Page text

"""

Global Markets Swing Wildly Between AI Optimism and Oil Supply Fears

Financial markets across the globe are experiencing dramatic swings as investors navigate between two powerful forces: the promise of artificial intelligence growth and concerns about oil supply disruptions from ongoing U.S.-Iran tensions.

Recent market activity demonstrates just how precarious the economic situation has become. International stock markets reached record highs on June 3, only to experience their steepest decline since October just two days afterward. Since then, trading has been marked by constant reversals tied to the U.S. President Donald Trump’s changing statements regarding Iran and speculation about when the Strait of Hormuz shipping lane might reopen.

“Most investors have been running with the assumption that within less than three months we reach a reopening of the strait,” said Florian Ielpo, head of macro and multi-asset portfolio manager at Lombard Odier Investment Managers.

"""

Work request
Please rewrite the passage of the article on global markets between "Financial markets across" and "ongoing U.S.-Iran tensions.", inclusive, with "oil supply disruptions" changed to "energy supply disruptions". The listing is separate material, apart from the article on global markets.

Raw data
"""

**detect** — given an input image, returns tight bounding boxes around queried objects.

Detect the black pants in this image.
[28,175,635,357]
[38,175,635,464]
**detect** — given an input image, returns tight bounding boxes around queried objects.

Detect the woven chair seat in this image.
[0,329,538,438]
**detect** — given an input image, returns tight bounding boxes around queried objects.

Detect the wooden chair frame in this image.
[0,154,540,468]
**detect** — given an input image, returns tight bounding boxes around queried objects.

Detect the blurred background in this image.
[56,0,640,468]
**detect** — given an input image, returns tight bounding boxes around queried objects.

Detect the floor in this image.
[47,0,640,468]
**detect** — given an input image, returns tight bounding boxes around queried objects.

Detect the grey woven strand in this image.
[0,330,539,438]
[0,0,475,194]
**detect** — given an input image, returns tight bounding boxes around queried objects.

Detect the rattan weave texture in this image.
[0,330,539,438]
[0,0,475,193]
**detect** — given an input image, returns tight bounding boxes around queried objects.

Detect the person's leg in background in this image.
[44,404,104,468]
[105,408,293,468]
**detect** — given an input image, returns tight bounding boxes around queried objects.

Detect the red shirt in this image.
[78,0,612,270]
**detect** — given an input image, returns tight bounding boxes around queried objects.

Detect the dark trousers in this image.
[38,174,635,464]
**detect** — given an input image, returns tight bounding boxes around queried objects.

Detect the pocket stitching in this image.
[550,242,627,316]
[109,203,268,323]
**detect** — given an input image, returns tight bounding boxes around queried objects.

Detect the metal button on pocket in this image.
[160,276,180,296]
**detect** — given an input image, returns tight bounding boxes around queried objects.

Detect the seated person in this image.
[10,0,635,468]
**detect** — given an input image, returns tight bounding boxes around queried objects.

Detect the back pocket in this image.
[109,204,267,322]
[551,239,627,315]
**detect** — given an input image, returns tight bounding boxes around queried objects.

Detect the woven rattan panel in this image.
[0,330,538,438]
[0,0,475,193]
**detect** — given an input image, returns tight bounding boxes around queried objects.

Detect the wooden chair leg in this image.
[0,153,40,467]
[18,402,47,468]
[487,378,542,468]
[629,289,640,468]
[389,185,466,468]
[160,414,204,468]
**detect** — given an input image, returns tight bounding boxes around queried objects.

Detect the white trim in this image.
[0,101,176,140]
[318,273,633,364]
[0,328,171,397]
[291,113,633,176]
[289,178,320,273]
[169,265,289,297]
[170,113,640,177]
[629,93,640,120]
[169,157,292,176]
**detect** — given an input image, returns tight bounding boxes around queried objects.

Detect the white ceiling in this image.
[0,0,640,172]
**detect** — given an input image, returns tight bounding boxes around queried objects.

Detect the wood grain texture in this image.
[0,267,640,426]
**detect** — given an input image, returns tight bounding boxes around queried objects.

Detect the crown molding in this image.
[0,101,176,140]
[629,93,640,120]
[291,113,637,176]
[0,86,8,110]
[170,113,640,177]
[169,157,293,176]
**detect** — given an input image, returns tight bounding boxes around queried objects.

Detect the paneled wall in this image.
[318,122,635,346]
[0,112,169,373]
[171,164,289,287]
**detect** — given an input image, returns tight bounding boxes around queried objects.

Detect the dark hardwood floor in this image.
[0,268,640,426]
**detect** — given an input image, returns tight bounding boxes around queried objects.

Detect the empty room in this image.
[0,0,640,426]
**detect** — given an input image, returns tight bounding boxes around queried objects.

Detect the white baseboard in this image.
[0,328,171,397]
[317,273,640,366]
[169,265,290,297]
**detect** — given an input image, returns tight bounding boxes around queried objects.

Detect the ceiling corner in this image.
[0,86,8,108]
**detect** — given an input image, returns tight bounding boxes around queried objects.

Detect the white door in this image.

"""

Task output
Financial markets across the globe are experiencing dramatic swings as investors navigate between two powerful forces: the promise of artificial intelligence growth and concerns about energy supply disruptions from ongoing U.S.-Iran tensions.